◆ **Task directions**: Rewrite every one of the records below, changing "Reviewer note" to "Annotator note" wherever it occurs and leaving everything else as it is. Omit the pictures from your output.
begin Raw data
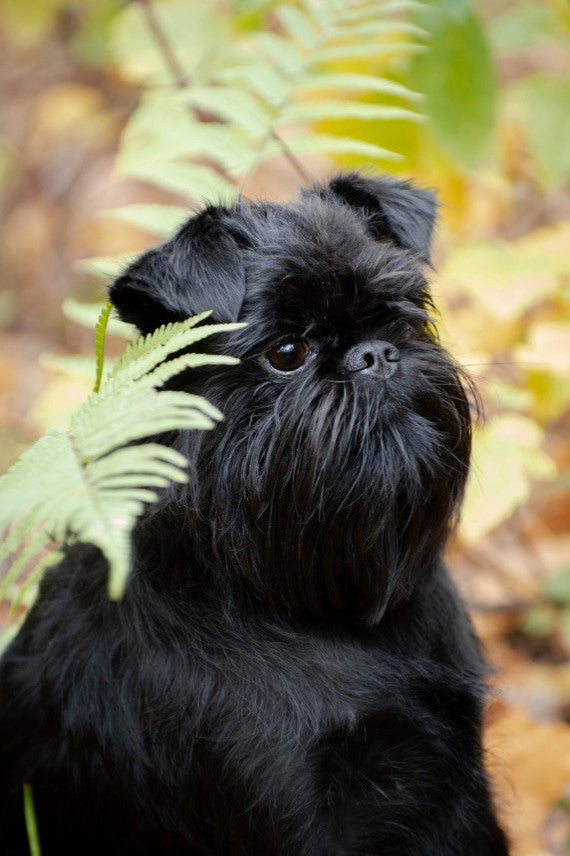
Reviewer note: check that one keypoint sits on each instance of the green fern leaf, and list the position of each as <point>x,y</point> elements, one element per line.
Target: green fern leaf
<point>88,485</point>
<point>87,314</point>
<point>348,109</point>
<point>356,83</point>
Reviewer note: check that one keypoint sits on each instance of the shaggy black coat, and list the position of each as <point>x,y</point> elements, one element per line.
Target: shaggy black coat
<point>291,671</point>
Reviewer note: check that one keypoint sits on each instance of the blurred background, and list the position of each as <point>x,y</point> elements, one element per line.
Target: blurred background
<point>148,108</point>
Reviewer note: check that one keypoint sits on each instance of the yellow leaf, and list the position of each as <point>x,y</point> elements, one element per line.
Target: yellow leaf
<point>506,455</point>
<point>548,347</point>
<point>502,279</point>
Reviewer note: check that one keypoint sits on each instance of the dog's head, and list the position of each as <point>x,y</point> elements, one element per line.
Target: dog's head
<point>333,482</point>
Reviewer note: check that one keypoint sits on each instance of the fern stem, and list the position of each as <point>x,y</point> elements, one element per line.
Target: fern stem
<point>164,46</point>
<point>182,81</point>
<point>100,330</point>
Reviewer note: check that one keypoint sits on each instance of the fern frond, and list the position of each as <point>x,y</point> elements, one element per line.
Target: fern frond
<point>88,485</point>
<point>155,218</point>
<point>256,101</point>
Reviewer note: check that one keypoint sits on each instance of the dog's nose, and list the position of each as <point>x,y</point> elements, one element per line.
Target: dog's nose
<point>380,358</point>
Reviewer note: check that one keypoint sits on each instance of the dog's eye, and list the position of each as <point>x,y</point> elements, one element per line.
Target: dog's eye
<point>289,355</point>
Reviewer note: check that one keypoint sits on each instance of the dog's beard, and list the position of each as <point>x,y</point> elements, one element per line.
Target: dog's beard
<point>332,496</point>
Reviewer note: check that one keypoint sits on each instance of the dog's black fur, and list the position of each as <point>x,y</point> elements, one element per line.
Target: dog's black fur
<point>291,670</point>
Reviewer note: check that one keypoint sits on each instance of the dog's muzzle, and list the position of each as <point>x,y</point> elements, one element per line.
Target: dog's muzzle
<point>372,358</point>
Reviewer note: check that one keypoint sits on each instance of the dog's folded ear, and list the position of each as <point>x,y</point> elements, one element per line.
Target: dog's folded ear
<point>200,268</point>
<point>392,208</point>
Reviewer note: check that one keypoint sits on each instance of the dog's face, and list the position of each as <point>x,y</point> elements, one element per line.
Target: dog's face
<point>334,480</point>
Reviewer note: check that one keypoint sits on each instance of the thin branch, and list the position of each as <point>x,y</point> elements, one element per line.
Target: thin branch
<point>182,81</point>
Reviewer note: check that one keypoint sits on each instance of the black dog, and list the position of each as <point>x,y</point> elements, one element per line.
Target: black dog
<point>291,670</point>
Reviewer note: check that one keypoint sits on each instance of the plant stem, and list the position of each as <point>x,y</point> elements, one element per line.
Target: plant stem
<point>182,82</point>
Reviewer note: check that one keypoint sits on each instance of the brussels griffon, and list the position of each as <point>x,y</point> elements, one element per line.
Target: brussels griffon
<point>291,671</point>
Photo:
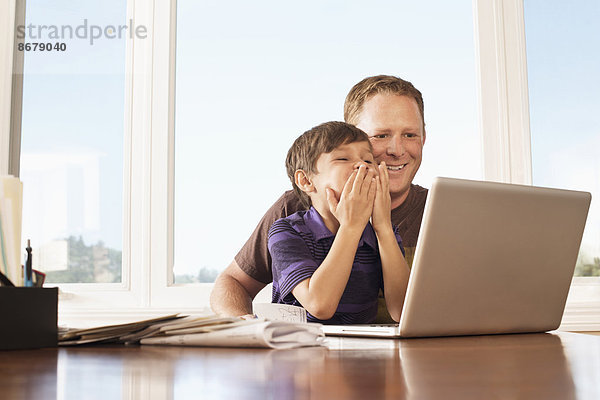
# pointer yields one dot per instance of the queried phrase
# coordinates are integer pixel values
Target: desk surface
end Raw data
◆ **Written answer**:
Annotator note: check that one keypoint sits on each instance of the green fern leaf, and list the position of each as <point>x,y</point> elements, one element per line.
Target: green fern leaf
<point>88,485</point>
<point>87,314</point>
<point>348,109</point>
<point>356,83</point>
Annotator note: check that one keypoint sits on each instance of the shaggy black coat, and list the position of each as <point>x,y</point> elements, one element per line.
Target: shaggy black coat
<point>291,671</point>
Annotator note: check that one keypoint sits on each instance of the blurred background, and list the position of each as <point>x,y</point> elements, one element per line.
Target: blurred background
<point>148,108</point>
Annotator note: check that one keypoint sits on each instance of the yellow leaf, and list the position of each as <point>x,y</point> elements, one element per line.
Target: yellow leaf
<point>506,455</point>
<point>548,347</point>
<point>502,279</point>
Annotator note: check that one keypoint sits on each instance of the dog's head, and list the position of each as <point>x,y</point> elements, one element per line.
Target: dog's head
<point>333,482</point>
Annotator note: check that one keypoint sits on each instance of the fern stem, and list the position of each as <point>x,y</point> elements, one element per line.
Target: fern stem
<point>164,46</point>
<point>182,81</point>
<point>100,330</point>
Annotator note: check that one keypoint sits on each instance of the fern frond, and list the position of each as <point>x,y</point> elements, one element per line.
Target: fern frond
<point>88,485</point>
<point>155,218</point>
<point>256,101</point>
Annotator note: check that one keypoint sits on each instance of the dog's nose, and list the position of each as <point>x,y</point> elements, one element per line.
Target: dog's nose
<point>380,358</point>
Annotator note: check that one keypoint sits on each instance of the dog's eye, and list the position of each as <point>x,y</point> elements, one element per line.
Target: dog's eye
<point>289,355</point>
Annotator note: check that one keypoint sits on each instance of the dog's beard, and list the position of each as <point>x,y</point> elements, one element per line.
Target: dog's beard
<point>332,496</point>
Annotator note: check that one keypoint sits on each instance of the dog's black fur, and list the position of each as <point>x,y</point> elements, one element per line.
Target: dog's black fur
<point>291,670</point>
Annotator note: check that one keypoint sits on each instance of the dog's muzzle, and list the position of each as <point>x,y</point> elements, one element per line.
Target: dog's muzzle
<point>372,358</point>
Annotator note: check that one keypoint sits on each instance of the dog's folded ear, and list the position of each as <point>x,y</point> elements, one element per line.
Target: dog's folded ear
<point>200,268</point>
<point>392,208</point>
Annotator note: check that one keypoint sits on each instance of the dog's face, and list the position of each as <point>x,y</point> elements, one element per line.
Target: dog's face
<point>334,480</point>
Annotator note: check that one keypoint sits on each instance of the thin branch, and list the position of each as <point>x,y</point> elements, one element per line.
Target: thin branch
<point>182,81</point>
Annotator note: check that one keypoint sits on each instance of the black dog, and list the position of each as <point>x,y</point> elements, one element per line.
Target: black dog
<point>291,670</point>
Annotator note: check that one keypoint sits on each instance of the plant stem, and list the position of each as <point>x,y</point> elements, one element per line.
Target: plant stem
<point>182,82</point>
Annotator note: check that one keypoint sits on each instance of the brussels griffon, and list the position of each as <point>x,y</point> elements, one element per line.
Target: brussels griffon
<point>291,671</point>
Photo:
# pointer yields one dot per instance of the queried phrase
# coordinates are integer pixel values
Target: desk surface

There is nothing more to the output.